▶ BRIEF: Render everything from the start of the material below down to the line containing "point(375, 216)", inclusive, as a JSON list of strings with one string per line and blank lines omitted.

▶ RECORDS FOR THE EXERCISE:
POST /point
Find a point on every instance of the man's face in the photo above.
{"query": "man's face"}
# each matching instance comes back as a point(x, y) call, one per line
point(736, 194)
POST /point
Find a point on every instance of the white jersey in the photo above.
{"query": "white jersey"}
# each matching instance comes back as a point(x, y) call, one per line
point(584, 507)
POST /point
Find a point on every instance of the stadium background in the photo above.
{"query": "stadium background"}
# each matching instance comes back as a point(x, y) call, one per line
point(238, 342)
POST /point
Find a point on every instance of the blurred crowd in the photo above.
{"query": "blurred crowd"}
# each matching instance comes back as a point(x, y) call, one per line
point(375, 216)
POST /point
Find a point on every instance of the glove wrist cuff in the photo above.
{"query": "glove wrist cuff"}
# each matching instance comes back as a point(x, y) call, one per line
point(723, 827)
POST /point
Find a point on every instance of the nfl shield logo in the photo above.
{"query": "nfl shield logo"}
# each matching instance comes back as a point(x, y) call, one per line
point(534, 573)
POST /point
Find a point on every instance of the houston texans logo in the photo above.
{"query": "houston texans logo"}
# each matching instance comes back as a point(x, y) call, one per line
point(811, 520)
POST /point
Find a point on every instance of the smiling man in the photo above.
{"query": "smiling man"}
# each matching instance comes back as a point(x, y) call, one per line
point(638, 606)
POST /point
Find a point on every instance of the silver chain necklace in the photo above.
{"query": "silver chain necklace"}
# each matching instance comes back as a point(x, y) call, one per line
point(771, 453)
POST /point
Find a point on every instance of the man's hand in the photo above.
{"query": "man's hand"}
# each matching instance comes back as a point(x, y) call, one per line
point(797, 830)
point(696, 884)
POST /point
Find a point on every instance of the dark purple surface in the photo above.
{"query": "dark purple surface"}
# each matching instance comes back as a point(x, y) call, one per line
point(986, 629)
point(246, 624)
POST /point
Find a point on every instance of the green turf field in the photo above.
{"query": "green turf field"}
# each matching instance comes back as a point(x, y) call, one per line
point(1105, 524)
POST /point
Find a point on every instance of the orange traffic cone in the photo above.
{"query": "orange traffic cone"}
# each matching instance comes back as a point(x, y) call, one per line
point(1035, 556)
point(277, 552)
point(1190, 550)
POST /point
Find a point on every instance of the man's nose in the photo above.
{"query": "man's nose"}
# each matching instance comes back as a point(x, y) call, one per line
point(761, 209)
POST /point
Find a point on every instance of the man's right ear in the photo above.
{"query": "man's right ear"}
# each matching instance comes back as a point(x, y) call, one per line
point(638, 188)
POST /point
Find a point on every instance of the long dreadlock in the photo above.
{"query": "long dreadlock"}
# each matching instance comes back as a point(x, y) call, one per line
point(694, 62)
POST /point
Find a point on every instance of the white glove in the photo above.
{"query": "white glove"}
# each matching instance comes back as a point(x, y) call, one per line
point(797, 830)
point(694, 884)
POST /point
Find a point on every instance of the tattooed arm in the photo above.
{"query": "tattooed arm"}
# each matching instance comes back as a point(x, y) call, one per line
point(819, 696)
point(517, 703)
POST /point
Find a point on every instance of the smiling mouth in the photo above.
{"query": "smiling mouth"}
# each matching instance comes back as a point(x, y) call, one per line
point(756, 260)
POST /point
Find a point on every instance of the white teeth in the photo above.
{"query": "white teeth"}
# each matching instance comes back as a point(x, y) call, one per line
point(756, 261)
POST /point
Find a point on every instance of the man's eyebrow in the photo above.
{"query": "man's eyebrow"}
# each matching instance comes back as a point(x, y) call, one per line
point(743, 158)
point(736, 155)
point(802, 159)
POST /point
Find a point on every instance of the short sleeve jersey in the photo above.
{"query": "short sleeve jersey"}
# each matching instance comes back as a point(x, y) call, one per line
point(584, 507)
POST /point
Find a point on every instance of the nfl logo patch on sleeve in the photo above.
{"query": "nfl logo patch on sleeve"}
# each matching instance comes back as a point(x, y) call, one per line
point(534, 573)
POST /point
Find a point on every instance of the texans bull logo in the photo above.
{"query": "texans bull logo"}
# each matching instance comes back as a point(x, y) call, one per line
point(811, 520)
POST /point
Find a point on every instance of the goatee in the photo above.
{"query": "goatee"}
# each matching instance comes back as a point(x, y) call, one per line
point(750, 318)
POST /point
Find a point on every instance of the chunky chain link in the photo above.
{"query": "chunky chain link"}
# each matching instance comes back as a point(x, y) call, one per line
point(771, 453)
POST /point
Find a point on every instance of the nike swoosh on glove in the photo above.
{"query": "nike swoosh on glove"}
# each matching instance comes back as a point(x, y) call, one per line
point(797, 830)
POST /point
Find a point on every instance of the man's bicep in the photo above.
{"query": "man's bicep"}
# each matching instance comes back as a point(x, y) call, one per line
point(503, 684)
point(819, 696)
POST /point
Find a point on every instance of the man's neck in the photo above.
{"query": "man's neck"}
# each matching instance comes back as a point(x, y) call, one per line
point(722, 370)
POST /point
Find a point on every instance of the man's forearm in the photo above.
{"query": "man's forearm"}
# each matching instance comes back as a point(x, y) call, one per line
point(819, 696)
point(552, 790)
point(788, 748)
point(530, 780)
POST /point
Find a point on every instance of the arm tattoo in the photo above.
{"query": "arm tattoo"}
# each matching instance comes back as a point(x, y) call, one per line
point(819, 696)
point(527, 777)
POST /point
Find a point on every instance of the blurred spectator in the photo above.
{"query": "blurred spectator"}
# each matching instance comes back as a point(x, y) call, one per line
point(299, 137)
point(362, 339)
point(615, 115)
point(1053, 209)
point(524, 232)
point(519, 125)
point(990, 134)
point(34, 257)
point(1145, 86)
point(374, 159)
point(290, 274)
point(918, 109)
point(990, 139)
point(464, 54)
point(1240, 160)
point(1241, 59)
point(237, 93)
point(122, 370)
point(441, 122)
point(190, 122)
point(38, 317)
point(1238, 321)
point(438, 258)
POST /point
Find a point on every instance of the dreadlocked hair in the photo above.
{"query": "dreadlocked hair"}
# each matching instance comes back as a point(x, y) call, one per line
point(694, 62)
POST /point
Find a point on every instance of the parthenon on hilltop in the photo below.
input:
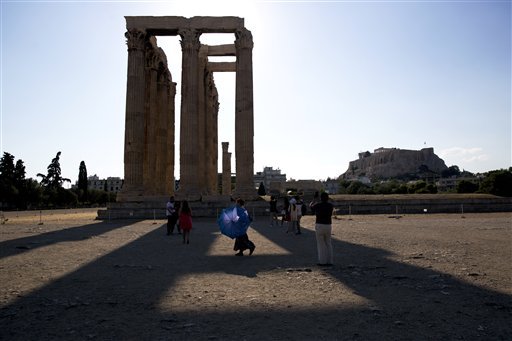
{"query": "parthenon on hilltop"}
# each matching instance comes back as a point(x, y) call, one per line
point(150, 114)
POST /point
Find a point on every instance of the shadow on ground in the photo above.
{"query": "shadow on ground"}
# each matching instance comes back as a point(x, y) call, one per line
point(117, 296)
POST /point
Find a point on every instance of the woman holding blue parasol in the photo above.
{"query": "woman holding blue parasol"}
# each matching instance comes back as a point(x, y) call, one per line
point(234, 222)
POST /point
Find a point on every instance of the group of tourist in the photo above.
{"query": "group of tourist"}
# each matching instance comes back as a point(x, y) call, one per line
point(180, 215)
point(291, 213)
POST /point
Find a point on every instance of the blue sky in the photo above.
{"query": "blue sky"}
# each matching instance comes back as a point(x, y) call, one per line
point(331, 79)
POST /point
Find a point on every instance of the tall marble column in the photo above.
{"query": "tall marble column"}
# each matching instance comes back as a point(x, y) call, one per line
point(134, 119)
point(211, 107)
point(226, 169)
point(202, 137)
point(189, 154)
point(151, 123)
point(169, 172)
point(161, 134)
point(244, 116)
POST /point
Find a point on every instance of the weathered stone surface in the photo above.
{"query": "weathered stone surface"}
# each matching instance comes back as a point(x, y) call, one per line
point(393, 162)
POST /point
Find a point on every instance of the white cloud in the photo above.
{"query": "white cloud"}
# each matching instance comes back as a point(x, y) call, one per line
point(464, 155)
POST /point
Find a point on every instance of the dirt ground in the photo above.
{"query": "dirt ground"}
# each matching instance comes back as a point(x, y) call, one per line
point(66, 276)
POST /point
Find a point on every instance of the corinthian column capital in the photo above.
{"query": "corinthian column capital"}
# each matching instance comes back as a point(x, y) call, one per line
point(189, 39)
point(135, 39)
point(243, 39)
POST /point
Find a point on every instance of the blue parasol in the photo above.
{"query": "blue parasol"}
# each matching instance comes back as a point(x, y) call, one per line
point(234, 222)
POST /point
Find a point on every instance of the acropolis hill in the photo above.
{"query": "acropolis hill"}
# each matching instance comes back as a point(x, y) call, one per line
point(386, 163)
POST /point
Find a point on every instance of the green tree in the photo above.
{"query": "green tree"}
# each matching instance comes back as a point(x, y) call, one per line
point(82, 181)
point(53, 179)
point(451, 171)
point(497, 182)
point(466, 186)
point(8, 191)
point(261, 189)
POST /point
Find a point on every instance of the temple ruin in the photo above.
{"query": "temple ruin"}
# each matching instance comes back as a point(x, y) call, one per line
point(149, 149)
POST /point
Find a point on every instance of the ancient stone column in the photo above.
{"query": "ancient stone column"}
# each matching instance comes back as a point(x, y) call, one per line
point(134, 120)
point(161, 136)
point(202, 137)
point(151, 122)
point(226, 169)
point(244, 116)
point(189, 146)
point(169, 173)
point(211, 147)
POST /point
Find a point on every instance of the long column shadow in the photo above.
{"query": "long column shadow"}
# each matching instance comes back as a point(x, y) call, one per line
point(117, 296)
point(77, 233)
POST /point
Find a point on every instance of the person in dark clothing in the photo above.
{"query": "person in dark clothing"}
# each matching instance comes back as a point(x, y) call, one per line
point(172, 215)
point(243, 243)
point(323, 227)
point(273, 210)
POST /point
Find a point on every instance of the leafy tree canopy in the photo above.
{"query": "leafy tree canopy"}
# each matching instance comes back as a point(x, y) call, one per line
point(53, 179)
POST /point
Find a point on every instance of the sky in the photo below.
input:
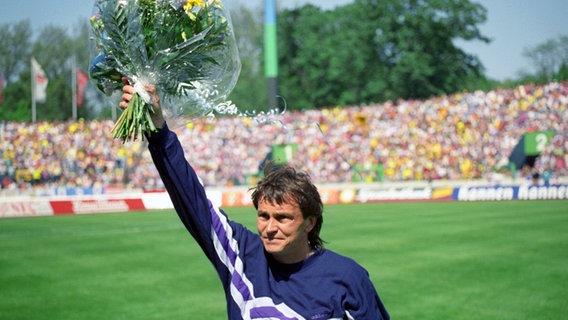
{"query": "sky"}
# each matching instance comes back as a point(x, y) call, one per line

▶ OUTPUT:
[
  "POST /point",
  "Find a point on every instance of the man's face in the photo above.",
  "{\"query\": \"man's face\"}",
  "# each matching instance comes back as a point(x, y) call, one per line",
  "point(736, 194)",
  "POST /point",
  "Find a point on every instance of the white jersey in the photo above.",
  "{\"query\": \"white jersey\"}",
  "# each matching instance comes back as a point(x, y) call, one per line",
  "point(584, 507)",
  "POST /point",
  "Find a point on every instance of the stadium background in the photo above.",
  "{\"query\": \"stadium background\"}",
  "# each matching instance comes back as a point(x, y) call, one per line",
  "point(238, 342)",
  "POST /point",
  "Find a point on every instance of the blurred crowd in the photo above.",
  "{\"query\": \"blurred crowd\"}",
  "# each matching instance comes back as a point(x, y) call, one per line",
  "point(375, 216)"
]